**AIM:** Convert the entries below into a JSON list of strings, with one string for each line and blank lines omitted.

**ENTRIES SUPPLIED:**
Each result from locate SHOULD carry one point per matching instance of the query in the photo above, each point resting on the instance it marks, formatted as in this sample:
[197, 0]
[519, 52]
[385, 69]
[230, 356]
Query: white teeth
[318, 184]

**OUTPUT FOR THIS EXERCISE:**
[
  "Each result from locate SHOULD carry one point per matching instance of the query in the photo above, each point resting on the instance it marks, formatted as in this sample:",
  "[197, 0]",
  "[519, 52]",
  "[385, 69]",
  "[230, 356]",
  "Query: white teeth",
  "[318, 184]"
]